==== DATA PROVIDED

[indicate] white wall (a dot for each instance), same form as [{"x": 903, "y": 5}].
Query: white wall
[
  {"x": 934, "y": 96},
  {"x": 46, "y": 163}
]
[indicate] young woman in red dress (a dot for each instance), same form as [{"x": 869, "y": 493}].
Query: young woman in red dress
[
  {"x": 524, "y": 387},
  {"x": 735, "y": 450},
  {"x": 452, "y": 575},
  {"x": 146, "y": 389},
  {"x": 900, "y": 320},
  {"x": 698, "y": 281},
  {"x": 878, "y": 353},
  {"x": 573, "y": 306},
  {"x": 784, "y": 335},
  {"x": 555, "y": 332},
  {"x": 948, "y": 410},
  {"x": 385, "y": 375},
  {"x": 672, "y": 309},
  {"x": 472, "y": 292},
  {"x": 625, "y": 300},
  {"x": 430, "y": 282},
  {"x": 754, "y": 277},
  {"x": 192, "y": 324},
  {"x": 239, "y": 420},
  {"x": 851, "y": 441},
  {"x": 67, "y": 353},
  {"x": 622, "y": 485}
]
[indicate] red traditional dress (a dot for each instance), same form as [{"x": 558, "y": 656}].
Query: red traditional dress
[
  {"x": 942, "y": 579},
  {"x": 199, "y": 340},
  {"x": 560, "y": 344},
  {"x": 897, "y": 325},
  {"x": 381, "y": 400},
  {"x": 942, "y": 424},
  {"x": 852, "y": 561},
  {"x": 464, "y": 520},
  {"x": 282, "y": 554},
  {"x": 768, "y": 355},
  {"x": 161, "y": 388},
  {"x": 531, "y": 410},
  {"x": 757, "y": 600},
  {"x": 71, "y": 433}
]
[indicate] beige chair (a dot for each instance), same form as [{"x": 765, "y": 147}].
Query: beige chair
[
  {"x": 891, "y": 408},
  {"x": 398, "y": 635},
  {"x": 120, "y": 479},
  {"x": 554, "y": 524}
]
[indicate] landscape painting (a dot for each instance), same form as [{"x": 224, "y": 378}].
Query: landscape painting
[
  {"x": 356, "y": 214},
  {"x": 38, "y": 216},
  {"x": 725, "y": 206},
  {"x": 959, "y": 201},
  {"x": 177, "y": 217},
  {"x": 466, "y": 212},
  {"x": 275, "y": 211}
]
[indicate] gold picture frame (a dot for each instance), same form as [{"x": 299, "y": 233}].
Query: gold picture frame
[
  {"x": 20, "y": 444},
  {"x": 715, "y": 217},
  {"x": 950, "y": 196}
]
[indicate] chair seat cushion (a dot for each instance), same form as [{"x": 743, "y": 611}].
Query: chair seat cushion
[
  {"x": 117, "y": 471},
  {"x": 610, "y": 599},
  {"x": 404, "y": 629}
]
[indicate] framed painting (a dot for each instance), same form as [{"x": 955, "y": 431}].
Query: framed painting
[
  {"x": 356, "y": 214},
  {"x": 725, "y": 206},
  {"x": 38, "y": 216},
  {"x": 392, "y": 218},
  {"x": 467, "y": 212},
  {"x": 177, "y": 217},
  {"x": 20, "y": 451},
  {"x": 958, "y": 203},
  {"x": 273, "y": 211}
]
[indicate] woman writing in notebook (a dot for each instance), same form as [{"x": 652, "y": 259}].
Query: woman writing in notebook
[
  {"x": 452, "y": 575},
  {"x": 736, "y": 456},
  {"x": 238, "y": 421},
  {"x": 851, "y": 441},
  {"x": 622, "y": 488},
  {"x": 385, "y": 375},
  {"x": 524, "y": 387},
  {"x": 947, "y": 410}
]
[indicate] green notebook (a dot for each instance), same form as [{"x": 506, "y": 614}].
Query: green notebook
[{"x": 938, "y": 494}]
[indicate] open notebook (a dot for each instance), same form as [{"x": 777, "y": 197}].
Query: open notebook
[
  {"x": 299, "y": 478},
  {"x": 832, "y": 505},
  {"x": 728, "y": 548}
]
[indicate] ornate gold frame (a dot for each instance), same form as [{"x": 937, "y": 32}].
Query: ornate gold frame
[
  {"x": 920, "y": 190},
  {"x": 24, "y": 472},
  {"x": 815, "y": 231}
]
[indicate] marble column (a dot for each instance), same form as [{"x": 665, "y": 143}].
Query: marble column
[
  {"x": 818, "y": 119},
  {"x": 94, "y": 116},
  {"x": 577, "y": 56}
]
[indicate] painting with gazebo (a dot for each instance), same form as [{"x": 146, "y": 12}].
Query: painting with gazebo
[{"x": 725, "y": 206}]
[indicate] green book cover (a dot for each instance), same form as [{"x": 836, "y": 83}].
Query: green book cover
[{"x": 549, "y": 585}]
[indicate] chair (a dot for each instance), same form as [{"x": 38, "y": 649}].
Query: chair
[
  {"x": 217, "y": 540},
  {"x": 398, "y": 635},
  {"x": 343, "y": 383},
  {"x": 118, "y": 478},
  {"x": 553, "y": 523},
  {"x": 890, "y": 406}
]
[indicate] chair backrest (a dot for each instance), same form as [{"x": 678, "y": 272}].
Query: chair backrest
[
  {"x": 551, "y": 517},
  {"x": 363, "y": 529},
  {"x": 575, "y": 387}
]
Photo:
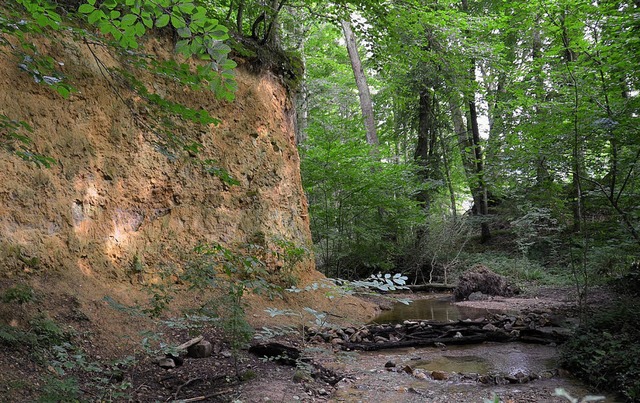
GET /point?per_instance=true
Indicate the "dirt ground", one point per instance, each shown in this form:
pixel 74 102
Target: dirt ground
pixel 364 376
pixel 229 376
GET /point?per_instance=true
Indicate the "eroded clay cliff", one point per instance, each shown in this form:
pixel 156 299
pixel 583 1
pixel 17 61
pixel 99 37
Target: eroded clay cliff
pixel 114 211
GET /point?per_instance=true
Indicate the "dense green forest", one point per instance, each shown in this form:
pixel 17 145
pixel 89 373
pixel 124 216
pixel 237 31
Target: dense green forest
pixel 433 134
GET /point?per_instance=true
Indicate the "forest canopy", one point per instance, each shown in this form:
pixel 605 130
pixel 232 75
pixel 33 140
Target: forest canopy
pixel 422 125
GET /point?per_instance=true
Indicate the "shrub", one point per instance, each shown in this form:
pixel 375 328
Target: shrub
pixel 606 351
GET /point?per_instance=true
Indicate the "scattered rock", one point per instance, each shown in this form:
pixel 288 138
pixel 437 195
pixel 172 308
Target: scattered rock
pixel 490 327
pixel 166 363
pixel 439 375
pixel 202 349
pixel 477 296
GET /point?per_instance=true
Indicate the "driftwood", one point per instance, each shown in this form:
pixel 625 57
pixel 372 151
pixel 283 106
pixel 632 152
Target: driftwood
pixel 289 355
pixel 430 287
pixel 531 327
pixel 189 343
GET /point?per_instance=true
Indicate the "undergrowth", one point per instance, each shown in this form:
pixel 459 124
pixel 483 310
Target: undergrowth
pixel 605 351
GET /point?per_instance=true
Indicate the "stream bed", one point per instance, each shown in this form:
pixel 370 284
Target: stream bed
pixel 516 372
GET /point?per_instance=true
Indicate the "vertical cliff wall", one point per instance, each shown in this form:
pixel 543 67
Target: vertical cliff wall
pixel 113 200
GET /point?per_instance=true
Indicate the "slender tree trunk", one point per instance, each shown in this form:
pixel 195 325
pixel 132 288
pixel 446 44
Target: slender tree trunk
pixel 478 186
pixel 361 81
pixel 427 140
pixel 480 189
pixel 447 176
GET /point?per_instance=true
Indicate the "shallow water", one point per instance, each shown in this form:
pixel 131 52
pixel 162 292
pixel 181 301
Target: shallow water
pixel 504 358
pixel 438 307
pixel 487 358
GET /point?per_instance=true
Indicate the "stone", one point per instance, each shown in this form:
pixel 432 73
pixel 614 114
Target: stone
pixel 202 349
pixel 477 296
pixel 421 375
pixel 490 327
pixel 439 375
pixel 380 339
pixel 166 363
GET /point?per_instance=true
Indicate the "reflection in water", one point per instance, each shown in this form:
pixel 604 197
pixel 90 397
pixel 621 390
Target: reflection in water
pixel 438 308
pixel 468 364
pixel 504 358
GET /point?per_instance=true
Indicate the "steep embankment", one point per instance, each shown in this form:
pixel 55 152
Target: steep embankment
pixel 114 211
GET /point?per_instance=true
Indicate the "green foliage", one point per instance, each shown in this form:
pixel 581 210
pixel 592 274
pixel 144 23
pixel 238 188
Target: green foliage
pixel 605 352
pixel 47 331
pixel 523 271
pixel 20 294
pixel 362 211
pixel 14 140
pixel 57 389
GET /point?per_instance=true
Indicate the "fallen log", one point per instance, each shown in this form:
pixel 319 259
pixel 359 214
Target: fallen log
pixel 431 342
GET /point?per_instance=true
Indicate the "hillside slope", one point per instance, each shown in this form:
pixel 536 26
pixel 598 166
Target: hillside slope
pixel 114 214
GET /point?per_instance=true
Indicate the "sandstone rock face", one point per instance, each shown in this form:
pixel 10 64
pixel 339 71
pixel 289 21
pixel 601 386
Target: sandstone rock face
pixel 114 204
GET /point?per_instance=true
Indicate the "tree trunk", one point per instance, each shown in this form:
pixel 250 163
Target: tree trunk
pixel 427 140
pixel 361 81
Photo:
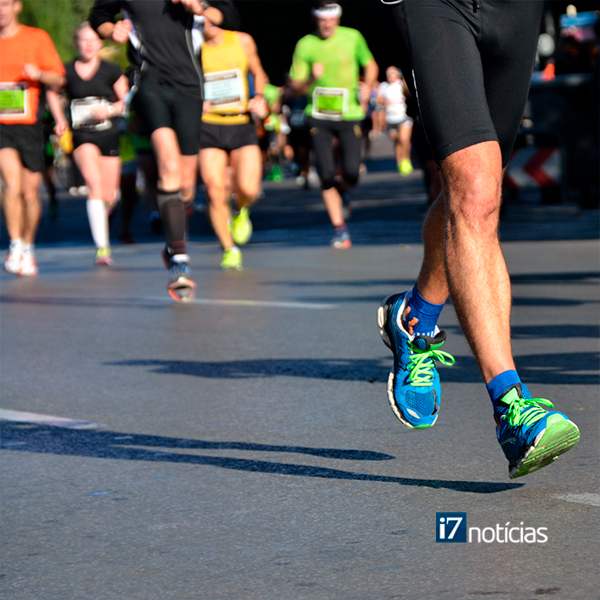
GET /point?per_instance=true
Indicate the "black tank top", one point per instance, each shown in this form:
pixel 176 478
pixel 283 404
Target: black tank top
pixel 100 85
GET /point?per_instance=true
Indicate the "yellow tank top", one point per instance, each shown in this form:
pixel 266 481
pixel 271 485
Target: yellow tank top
pixel 225 67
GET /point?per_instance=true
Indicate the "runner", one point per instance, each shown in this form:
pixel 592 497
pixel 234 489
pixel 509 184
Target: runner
pixel 167 81
pixel 28 60
pixel 326 67
pixel 228 134
pixel 392 95
pixel 463 58
pixel 294 108
pixel 96 89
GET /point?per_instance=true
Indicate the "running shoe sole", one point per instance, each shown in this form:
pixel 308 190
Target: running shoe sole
pixel 342 245
pixel 182 290
pixel 382 321
pixel 559 436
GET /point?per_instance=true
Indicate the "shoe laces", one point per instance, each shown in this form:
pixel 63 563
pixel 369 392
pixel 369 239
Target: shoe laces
pixel 421 366
pixel 526 411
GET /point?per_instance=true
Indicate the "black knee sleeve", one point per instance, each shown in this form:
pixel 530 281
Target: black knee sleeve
pixel 172 214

========

Gather every line in the material above that contains the word "water", matching case exactly.

EXPECTED ANSWER.
Indicate the "shallow water", one point per instance, each shown in this form:
Target: shallow water
Indicate the "reflection in water", one point per instance, each shown in this form:
Target: reflection in water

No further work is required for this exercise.